▶ _What is required_: Could you write out the lines from the line with "target: black and white photograph" to the line with "294 25 L 223" again, putting "object" in place of "instance" and leaving everything else unchanged?

▶ _Available data_:
------------------------
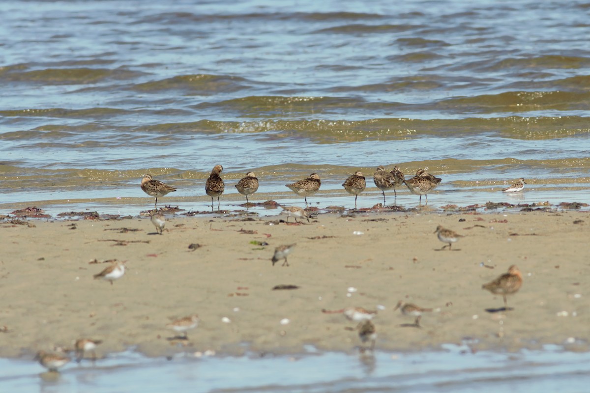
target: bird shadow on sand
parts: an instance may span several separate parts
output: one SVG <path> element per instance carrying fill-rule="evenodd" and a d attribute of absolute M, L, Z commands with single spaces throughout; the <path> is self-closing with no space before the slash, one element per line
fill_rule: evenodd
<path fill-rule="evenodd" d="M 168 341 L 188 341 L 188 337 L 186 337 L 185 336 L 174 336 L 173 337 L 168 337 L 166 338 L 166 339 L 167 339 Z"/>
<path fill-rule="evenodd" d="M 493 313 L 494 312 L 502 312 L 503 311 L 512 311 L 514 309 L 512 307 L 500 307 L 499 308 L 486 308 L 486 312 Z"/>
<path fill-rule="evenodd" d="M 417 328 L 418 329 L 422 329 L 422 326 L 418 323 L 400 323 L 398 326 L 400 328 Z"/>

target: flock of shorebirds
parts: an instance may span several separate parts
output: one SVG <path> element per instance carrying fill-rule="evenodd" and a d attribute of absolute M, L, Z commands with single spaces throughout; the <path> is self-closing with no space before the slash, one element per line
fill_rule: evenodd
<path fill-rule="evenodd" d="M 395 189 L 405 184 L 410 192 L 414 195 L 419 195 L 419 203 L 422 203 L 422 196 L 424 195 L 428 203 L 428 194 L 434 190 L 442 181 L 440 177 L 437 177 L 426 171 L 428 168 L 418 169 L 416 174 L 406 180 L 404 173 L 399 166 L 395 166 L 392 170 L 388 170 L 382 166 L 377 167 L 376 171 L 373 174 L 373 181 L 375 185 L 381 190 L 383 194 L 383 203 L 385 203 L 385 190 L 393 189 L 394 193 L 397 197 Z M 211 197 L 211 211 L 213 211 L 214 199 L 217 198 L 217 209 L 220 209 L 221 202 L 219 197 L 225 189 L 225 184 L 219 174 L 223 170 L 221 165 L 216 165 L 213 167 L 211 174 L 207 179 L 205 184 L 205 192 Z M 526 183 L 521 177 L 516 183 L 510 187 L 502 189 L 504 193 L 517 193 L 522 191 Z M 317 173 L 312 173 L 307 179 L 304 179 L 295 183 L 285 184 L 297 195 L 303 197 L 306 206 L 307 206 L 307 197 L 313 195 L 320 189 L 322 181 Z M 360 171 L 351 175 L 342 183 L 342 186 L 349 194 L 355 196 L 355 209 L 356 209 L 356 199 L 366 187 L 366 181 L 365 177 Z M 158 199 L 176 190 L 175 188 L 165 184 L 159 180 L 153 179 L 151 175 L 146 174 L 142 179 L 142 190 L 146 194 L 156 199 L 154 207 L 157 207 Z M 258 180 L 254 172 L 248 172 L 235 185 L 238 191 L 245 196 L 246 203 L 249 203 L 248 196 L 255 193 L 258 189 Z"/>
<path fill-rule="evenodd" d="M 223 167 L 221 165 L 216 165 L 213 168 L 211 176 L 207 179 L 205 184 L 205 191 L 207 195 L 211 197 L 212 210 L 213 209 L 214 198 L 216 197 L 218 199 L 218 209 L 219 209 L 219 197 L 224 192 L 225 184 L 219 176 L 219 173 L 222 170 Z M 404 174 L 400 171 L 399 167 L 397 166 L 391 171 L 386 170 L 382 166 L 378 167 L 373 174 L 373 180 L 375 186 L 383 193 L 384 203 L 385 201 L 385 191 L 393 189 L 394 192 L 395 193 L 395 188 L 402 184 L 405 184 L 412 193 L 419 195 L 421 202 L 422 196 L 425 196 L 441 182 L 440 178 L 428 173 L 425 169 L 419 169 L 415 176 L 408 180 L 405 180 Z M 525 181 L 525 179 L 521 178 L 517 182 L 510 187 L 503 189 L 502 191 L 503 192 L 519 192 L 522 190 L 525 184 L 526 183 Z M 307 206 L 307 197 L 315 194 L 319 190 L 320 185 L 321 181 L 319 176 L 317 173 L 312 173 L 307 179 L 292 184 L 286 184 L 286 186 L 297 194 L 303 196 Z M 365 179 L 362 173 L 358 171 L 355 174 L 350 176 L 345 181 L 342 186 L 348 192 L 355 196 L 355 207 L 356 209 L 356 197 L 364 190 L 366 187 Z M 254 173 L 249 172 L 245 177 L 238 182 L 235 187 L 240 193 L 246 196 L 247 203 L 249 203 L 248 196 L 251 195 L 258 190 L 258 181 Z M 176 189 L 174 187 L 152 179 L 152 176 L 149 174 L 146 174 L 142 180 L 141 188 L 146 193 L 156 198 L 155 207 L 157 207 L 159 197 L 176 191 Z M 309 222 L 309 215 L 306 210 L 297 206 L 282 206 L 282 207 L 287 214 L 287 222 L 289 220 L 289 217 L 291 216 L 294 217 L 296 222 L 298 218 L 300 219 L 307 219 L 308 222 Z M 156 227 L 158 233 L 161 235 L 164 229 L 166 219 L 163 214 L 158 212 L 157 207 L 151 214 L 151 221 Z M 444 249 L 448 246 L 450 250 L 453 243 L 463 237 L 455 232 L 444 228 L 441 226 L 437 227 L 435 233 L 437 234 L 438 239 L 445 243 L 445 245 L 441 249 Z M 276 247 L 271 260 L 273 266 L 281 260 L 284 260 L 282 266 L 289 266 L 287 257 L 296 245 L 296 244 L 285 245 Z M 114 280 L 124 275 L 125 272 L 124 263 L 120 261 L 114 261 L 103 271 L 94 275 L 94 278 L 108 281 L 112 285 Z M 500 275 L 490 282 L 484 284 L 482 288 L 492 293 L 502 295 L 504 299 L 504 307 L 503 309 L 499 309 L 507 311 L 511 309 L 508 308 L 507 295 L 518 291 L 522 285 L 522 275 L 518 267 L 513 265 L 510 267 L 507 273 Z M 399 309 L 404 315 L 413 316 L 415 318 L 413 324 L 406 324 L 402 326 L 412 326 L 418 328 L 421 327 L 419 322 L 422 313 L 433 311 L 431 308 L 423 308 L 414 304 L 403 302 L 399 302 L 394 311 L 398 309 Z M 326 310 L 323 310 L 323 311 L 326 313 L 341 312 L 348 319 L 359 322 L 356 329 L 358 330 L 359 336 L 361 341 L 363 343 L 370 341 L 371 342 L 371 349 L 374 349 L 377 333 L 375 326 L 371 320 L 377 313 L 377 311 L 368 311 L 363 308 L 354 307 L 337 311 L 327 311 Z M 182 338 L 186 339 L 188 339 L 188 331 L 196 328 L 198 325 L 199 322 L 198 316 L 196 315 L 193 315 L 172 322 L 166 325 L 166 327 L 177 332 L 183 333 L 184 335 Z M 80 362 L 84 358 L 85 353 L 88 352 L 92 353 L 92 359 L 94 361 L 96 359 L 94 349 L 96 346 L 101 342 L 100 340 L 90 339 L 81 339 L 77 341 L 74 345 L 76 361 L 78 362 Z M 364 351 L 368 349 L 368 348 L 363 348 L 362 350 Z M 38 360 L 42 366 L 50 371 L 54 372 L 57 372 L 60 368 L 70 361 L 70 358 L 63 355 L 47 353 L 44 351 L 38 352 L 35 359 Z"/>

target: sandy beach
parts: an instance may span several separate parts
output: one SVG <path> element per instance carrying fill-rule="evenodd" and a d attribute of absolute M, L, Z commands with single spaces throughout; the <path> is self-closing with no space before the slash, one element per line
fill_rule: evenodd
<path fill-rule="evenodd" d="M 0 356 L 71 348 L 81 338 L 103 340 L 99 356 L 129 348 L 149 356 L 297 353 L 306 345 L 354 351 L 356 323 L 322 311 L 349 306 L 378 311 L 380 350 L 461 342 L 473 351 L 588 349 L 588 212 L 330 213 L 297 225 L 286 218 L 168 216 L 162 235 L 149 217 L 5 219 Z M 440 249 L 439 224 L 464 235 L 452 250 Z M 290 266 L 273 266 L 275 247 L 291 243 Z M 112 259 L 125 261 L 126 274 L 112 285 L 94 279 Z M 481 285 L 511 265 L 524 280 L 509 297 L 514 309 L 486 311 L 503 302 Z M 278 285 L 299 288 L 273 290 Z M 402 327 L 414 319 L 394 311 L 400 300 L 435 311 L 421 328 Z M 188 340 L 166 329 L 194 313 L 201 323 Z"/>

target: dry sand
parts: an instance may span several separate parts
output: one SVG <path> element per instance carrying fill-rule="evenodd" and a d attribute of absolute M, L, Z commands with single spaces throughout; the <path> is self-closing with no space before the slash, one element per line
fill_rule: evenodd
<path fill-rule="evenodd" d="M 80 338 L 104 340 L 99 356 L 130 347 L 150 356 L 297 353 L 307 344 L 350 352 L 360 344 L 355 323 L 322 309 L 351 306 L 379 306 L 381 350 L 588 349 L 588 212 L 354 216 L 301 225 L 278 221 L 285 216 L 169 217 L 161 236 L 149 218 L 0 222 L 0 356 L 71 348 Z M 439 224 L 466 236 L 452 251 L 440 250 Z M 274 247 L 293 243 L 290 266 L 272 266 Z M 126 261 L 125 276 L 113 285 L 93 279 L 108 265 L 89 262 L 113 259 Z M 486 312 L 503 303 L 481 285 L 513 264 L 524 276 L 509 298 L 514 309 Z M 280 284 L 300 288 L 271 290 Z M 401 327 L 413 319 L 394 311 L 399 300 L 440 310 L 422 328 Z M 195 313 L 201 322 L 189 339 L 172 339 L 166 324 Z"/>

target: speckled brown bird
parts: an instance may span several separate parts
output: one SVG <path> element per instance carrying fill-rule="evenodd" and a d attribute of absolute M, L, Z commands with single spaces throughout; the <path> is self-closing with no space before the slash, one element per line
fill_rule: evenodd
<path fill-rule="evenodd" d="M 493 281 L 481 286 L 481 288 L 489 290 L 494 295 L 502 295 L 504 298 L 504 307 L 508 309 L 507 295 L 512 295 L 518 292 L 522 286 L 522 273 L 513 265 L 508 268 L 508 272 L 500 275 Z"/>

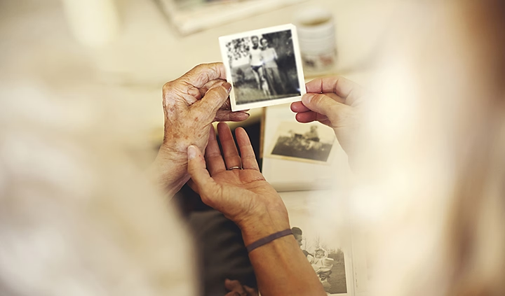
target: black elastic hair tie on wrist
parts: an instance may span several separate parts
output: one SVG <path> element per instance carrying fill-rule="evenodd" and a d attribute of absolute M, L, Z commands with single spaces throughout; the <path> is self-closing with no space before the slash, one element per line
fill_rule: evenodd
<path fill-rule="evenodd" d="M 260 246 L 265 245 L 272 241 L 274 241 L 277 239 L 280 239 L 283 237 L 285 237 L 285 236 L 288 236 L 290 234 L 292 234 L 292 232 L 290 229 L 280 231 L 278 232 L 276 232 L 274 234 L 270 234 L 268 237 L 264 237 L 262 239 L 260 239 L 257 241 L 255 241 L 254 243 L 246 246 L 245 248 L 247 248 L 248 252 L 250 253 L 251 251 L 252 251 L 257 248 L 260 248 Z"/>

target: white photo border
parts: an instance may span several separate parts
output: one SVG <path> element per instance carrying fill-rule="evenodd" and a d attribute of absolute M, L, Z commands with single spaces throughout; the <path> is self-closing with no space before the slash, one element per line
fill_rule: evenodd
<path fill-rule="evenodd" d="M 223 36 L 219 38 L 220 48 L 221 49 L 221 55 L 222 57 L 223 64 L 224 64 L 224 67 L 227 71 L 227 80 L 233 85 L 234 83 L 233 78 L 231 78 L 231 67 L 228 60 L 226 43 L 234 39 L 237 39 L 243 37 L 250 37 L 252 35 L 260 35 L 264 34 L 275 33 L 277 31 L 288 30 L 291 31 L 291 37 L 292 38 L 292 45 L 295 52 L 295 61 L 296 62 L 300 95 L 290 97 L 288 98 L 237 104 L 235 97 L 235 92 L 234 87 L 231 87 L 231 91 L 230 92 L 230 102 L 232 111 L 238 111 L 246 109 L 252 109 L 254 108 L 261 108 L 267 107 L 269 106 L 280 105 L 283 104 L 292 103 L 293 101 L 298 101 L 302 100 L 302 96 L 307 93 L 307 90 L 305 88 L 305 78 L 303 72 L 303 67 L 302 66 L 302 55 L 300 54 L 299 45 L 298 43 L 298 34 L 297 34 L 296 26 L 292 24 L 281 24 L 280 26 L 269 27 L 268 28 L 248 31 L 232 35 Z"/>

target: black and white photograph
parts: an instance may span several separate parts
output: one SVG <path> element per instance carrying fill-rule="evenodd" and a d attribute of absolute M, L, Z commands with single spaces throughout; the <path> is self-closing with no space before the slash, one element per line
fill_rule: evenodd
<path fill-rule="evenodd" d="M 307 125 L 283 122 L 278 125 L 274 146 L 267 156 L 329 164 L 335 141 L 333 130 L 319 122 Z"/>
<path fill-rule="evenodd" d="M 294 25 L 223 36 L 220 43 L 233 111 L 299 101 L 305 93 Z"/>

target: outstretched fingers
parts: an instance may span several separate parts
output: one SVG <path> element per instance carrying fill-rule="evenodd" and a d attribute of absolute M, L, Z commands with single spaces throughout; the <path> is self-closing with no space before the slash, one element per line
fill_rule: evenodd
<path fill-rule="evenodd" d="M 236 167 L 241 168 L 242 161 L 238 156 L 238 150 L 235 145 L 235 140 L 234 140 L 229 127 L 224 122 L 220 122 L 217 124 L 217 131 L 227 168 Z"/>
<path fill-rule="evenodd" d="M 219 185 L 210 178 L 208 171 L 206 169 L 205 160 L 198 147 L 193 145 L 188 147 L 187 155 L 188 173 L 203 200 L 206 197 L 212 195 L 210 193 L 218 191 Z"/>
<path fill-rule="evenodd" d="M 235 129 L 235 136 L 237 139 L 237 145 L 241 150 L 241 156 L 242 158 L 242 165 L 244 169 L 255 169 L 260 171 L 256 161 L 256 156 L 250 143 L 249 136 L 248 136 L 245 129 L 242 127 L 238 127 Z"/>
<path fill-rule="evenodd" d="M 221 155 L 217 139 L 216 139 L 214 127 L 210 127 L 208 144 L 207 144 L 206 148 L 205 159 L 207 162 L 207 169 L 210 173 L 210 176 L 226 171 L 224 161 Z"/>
------------------------
▶ _Solution below_:
target: black and white photograph
parts: an object may span several separate parts
output: one SVG <path> element per object carrying fill-rule="evenodd" and a d attribute of absolute M, L, Z commands with single spaces throughout; the <path> is self-closing with no space before the slash, one element per line
fill_rule: evenodd
<path fill-rule="evenodd" d="M 307 125 L 283 122 L 278 125 L 274 146 L 267 156 L 329 164 L 335 141 L 333 130 L 319 122 Z"/>
<path fill-rule="evenodd" d="M 294 25 L 223 36 L 220 43 L 233 111 L 299 101 L 305 93 Z"/>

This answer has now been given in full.